Convert the listing below, from the line containing "Report one point per instance of the man's forearm" through its final line, into a JSON list of strings with one string per line, both ends included and blank lines omitted.

Data for processing >>
· · · · · · ·
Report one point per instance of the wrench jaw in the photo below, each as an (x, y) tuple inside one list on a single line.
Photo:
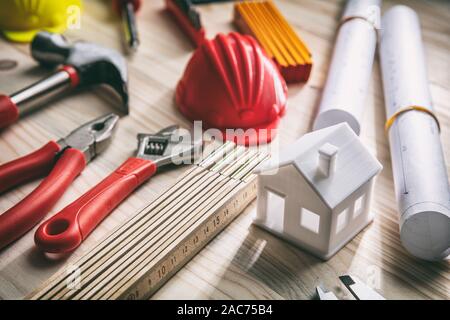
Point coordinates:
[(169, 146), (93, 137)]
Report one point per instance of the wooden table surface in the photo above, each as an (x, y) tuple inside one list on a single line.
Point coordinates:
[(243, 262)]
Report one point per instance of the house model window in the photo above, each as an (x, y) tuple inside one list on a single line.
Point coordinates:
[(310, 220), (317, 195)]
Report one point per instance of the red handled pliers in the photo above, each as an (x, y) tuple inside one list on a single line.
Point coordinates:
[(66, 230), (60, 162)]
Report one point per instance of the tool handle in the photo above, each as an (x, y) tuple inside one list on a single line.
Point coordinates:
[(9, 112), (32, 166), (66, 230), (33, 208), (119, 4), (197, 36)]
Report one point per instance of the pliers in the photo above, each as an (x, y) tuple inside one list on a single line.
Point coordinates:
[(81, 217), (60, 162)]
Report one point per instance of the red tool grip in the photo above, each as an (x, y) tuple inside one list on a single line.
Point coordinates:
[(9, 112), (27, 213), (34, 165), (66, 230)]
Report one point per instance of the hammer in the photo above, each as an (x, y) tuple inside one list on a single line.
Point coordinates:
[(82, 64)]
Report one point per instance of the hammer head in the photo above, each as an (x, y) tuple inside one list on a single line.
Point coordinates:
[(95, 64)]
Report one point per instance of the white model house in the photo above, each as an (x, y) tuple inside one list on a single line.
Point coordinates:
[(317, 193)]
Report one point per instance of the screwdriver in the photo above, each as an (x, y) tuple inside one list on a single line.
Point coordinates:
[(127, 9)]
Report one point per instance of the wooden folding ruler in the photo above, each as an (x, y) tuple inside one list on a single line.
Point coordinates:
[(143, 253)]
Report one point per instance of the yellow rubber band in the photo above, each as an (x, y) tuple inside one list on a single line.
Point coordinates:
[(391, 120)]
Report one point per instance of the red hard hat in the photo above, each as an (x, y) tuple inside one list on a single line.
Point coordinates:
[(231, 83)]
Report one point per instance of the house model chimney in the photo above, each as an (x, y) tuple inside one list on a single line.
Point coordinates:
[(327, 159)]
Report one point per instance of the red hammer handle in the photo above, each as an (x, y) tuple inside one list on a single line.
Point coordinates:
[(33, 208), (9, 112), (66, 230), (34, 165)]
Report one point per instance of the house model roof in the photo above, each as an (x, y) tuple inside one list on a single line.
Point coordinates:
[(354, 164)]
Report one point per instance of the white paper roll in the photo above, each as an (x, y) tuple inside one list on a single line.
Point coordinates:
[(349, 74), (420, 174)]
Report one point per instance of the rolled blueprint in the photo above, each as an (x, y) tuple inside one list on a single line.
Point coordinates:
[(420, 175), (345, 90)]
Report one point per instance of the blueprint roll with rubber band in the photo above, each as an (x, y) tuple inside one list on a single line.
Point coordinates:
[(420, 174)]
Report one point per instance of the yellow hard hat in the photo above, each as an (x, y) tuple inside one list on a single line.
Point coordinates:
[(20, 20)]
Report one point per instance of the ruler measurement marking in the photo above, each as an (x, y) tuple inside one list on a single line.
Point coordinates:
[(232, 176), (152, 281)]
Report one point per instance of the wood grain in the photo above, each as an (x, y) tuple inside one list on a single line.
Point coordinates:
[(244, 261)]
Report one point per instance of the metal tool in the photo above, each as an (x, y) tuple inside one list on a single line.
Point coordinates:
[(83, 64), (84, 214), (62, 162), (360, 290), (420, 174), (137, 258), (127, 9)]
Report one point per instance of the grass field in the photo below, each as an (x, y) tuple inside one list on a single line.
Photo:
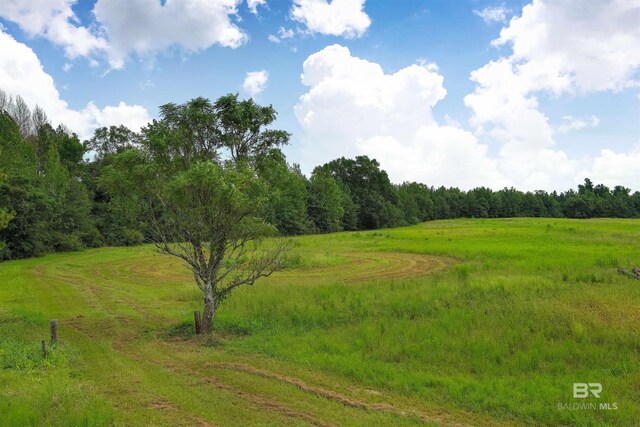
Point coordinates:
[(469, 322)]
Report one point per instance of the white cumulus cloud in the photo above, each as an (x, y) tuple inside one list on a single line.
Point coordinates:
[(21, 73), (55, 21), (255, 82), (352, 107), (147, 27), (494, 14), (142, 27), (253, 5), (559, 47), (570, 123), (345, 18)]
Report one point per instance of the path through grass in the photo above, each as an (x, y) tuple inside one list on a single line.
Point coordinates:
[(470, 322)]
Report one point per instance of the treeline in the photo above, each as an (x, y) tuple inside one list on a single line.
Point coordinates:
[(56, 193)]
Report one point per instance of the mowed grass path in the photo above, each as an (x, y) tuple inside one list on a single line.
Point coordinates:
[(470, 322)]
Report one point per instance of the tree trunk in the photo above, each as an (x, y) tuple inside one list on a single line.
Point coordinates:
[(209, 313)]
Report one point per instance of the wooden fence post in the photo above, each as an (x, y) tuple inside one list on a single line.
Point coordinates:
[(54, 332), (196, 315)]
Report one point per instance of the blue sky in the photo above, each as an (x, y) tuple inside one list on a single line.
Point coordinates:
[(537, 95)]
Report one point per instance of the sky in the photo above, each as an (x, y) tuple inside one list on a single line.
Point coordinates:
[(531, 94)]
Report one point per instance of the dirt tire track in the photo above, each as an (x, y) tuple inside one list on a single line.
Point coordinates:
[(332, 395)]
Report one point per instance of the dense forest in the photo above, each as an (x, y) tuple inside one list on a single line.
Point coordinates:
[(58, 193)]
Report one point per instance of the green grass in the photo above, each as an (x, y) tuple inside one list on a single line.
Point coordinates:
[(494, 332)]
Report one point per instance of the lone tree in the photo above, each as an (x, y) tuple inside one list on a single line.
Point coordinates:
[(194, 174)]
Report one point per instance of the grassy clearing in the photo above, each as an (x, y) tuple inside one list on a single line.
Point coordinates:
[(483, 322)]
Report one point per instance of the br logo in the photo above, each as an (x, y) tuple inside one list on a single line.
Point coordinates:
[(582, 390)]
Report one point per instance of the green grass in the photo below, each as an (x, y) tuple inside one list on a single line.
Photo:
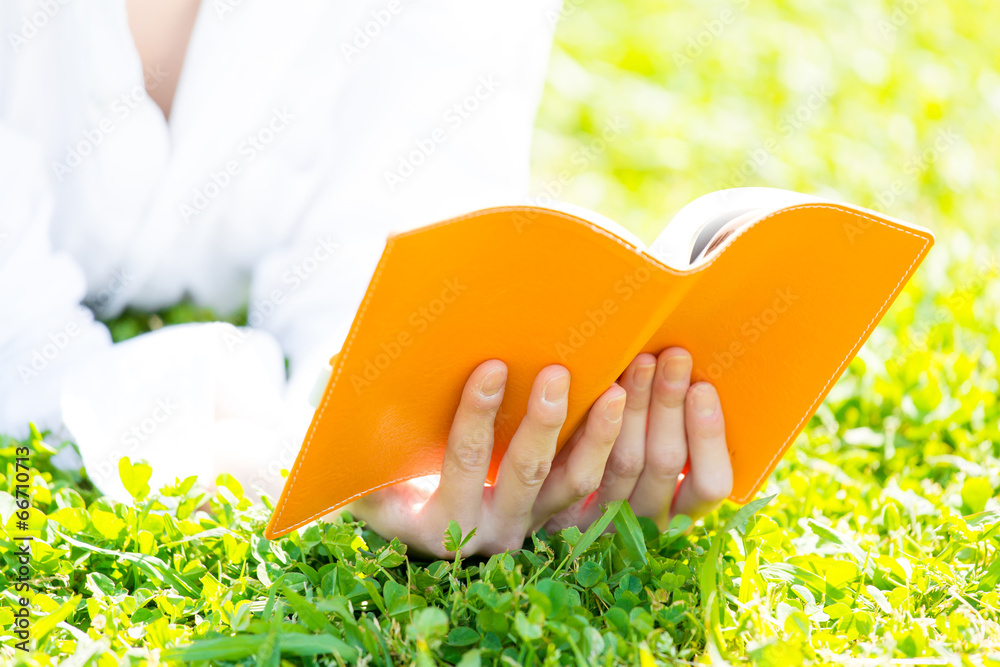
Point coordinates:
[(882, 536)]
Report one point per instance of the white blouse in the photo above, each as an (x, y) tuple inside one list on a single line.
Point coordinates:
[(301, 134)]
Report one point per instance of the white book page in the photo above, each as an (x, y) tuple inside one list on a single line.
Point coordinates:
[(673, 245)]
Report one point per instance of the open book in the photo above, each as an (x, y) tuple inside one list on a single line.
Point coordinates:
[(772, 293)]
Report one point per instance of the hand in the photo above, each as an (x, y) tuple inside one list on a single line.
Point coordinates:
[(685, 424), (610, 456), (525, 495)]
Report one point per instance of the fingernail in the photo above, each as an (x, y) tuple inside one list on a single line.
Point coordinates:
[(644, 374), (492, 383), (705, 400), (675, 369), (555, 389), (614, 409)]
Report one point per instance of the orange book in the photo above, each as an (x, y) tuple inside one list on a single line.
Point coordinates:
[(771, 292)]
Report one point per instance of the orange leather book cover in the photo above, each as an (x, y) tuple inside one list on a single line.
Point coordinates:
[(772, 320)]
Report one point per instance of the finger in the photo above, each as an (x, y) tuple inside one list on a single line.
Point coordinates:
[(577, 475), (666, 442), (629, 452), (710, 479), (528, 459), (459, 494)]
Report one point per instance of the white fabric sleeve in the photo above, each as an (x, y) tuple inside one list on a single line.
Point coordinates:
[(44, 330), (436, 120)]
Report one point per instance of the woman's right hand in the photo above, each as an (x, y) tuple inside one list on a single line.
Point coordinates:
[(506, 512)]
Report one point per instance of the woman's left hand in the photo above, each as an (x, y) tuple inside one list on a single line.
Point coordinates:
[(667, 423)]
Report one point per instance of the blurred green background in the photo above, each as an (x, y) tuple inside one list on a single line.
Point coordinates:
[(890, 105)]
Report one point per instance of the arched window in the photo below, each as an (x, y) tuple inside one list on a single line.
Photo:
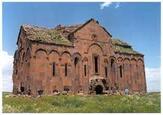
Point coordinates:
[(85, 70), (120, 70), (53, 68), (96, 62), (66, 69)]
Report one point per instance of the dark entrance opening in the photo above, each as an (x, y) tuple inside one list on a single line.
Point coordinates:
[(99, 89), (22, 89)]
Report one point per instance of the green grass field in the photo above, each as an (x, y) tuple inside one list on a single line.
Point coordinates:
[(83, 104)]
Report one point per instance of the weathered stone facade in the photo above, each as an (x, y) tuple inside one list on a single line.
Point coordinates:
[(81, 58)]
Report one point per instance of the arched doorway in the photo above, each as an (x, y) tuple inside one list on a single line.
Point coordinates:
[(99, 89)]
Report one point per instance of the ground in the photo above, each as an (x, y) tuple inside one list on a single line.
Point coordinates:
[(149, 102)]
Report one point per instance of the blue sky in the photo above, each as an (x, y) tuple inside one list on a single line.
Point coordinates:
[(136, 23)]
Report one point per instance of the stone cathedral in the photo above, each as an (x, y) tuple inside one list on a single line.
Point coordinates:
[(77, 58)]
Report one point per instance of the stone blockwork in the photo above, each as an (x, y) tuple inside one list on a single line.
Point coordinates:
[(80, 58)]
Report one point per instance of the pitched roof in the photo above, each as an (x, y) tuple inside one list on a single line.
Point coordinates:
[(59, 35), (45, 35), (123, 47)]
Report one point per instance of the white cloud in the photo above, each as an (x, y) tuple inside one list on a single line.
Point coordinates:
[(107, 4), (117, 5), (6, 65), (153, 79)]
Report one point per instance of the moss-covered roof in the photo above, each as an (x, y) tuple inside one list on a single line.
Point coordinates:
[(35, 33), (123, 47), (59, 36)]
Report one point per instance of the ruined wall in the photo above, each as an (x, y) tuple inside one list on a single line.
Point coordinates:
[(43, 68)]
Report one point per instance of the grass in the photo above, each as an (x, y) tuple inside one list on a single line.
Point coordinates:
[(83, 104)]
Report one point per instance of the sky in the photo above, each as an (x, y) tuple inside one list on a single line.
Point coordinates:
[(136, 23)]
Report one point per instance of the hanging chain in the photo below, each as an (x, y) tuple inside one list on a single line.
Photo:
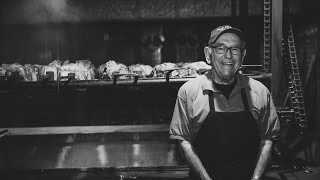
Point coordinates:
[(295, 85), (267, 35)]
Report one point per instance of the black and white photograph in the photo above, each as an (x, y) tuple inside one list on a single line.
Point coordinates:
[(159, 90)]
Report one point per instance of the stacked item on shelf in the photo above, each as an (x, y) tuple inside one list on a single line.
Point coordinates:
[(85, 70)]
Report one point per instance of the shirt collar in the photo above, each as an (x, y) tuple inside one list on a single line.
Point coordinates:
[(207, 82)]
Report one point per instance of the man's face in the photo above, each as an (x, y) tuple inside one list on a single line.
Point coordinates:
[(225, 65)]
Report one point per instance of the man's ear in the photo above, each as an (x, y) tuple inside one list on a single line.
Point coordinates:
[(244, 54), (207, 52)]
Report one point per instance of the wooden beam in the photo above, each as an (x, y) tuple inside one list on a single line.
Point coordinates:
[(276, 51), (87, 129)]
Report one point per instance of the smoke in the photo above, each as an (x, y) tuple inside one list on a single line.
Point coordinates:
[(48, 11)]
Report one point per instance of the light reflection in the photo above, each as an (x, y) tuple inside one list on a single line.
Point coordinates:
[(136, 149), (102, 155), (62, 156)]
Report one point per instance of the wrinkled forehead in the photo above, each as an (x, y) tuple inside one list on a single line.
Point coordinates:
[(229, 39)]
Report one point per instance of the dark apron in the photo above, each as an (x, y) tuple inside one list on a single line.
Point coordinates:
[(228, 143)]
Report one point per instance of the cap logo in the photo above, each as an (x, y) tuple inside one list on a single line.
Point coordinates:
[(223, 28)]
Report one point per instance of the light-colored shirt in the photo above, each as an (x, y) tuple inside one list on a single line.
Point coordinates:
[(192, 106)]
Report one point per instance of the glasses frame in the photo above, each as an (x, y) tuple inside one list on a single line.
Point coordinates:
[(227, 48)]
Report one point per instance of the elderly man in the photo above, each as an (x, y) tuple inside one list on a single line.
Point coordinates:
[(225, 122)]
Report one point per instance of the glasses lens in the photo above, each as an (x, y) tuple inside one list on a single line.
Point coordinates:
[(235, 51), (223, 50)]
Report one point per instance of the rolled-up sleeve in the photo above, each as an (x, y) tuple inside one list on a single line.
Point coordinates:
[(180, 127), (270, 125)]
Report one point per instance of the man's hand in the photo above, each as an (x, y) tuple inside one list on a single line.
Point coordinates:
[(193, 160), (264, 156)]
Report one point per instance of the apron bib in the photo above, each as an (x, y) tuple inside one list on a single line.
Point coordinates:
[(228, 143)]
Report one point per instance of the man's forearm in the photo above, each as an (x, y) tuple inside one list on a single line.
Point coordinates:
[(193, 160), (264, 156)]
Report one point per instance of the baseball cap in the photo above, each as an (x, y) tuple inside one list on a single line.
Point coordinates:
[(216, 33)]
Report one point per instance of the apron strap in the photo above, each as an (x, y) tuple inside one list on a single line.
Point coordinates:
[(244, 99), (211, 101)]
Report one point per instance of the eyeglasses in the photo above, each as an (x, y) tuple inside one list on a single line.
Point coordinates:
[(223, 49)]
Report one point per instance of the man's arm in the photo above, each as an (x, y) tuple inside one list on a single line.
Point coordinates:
· · · · · · ·
Answer >>
[
  "Report one point per instance of the man's forearm in the photo above, each as an (x, y) tuple inside one list on a single line.",
  "Point coordinates:",
  "[(193, 160), (264, 156)]",
  "Report one point per instance of the baseball cap in the photo above, each as an (x, y) tuple inside one list on a single line.",
  "Point coordinates:",
  "[(216, 33)]",
  "Report one point per instance of the apron strap in the photo above, each as an (x, y) tuple inside one list on a single line.",
  "Point coordinates:",
  "[(244, 99), (211, 101)]",
  "Report one point per instance of the eyeglasses in the photo above, each as an (x, y) tuple inside one list on a single line.",
  "Point coordinates:",
  "[(223, 49)]",
  "Report one point per instance of the man's arm in the photo above, each as an (x, y) tuple inside one list on a single line.",
  "Point coordinates:"
]